▸ About this task
Every entry needs to be reproduced exactly.

============================================================

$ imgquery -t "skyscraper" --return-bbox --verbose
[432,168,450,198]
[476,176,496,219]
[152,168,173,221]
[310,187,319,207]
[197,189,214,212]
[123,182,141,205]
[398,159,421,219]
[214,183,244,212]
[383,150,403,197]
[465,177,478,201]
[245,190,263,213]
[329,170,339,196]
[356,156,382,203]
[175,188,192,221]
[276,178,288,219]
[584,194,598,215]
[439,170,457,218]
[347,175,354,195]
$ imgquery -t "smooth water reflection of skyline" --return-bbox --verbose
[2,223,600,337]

============================================================

▸ The answer
$ imgquery -t "skyscraper" --return-bbox --verbose
[432,168,450,198]
[476,176,496,219]
[152,168,173,221]
[310,187,319,207]
[197,189,214,212]
[123,182,141,205]
[398,159,421,219]
[214,183,244,212]
[383,150,403,197]
[465,177,478,201]
[245,190,263,213]
[329,170,339,196]
[356,156,382,203]
[175,188,192,221]
[276,178,288,219]
[584,194,598,215]
[439,170,457,218]
[347,175,354,195]
$ imgquery -t "smooth water reflection of skyline" --return-bbox --verbose
[2,223,600,337]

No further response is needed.